(Seitentext)
--------------------------------

Analysieren des Layouts eines Dokumentbildes mit Tesseract OCR in .NET

Die Texterkennung aus einem Dokumentbild besteht aus zwei Schritten. Im ersten Schritt wird das Layout des Dokumentbildes analysiert, d. h. die Position von Absätzen, Textzeilen, Wörtern und Symbolen im Dokumentbild bestimmt. Im zweiten Schritt wird die Zeichenerkennung im Dokumentbild durchgeführt und die Zeichen in Absätze, Textzeilen und Wörter unterteilt.

VintaSoft Imaging .NET SDK mit VintaSoft OCR .NET Plug-in ermöglicht die Texterkennung in Dokumentbildern mithilfe der Methode TesseractOcr.Recognize. Diese Methode führt beide Schritte der Texterkennung durch, d. h. die Layoutanalyse und die Zeichenerkennung.

Manchmal ist es erforderlich, die Position von Absätzen, Textzeilen, Wörtern und Symbolen im Dokumentbild ohne Zeichenerkennung zu analysieren.
Das VintaSoft Imaging .NET SDK mit VintaSoft OCR .NET Plug-in ermöglicht die Analyse des Layouts von Dokumentbildern (Bestimmung der Position von Absätzen, Textzeilen, Wörtern und Symbolen im Dokumentbild) mithilfe der Methode TesseractOcr.AnalyzeLayout. Die Methode TesseractOcr.AnalyzeLayout ist schneller als die Methode TesseractOcr.Recognize, da die Methode TesseractOcr.AnalyzeLayout zwar das Layout des Dokumentbildes analysiert, aber keine Zeichenerkennung durchführt.

Hier ist C#-Code, der demonstriert, wie das Layout eines Dokumentbildes mithilfe der Tesseract-OCR-Engine analysiert wird (Methode TesseractOcr.AnalyzeLayout):

/// <summary>
/// Analyzes page layout using Tesseract OCR engine.

--------------------------------

[Einträge zur Beschriftung von Bildbereichen]
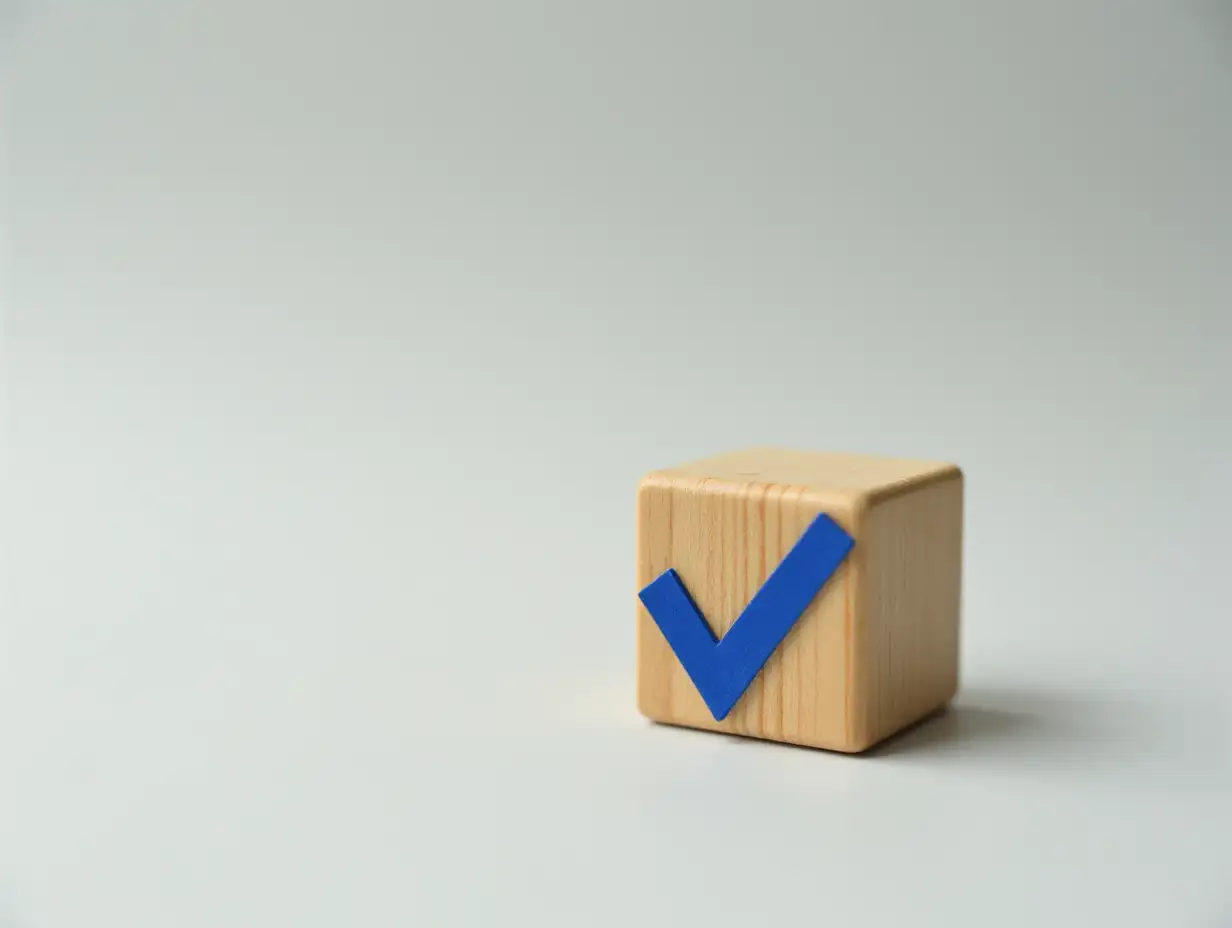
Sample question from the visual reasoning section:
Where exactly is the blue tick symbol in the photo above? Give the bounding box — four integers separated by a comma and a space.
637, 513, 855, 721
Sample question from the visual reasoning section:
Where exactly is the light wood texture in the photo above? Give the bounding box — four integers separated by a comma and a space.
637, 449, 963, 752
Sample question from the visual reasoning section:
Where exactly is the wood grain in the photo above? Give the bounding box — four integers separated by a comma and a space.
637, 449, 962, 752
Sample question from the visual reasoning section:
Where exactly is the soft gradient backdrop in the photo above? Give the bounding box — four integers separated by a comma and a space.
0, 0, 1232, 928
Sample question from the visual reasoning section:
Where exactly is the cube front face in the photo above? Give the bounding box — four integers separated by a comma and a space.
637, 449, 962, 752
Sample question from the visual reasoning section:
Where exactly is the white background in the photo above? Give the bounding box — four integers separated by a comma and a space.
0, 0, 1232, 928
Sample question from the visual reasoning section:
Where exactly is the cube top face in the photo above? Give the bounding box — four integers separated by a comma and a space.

--------------------------------

(Aufgaben zur Übung)
1 > Ermittle, in wie vielen Zeilen der Auflistung die Zeichenfolge „above“ vorkommt, und nenne nur diese Zahl, wobei Groß- und Kleinschreibung zu beachten ist.
2 > Führe den Text zur Layoutanalyse mit Tesseract OCR im Anschluss an seine letzte Zeile fort.
Der Text zur Layoutanalyse und die Auflistung sind voneinander getrennte Materialien.

(Lösungen je Aufgabe)
1 > 7

2 >
/// </summary>
/// <param name="filename">The name of document image file.</param>
public static void AnalyzePageLayoutUsingTesseractOCR(string filename)
{
    // create an image collection
    using (Vintasoft.Imaging.ImageCollection images =
        new Vintasoft.Imaging.ImageCollection())
    {
        // add images from file to the image collection
        images.Add(filename);

        System.Console.WriteLine("Create Tesseract OCR engine...");
        // create the Tesseract OCR engine
        using (Vintasoft.Imaging.Ocr.Tesseract.TesseractOcr tesseractOcr =
            new Vintasoft.Imaging.Ocr.Tesseract.TesseractOcr())
        {
            System.Console.WriteLine("Initialize OCR engine...");
            // init the Tesseract OCR engine for recognition of English characters
            tesseractOcr.Init(new Vintasoft.Imaging.Ocr.OcrEngineSettings(Vintasoft.Imaging.Ocr.OcrLanguage.English));

            // for each image in image collection
            foreach (Vintasoft.Imaging.VintasoftImage image in images)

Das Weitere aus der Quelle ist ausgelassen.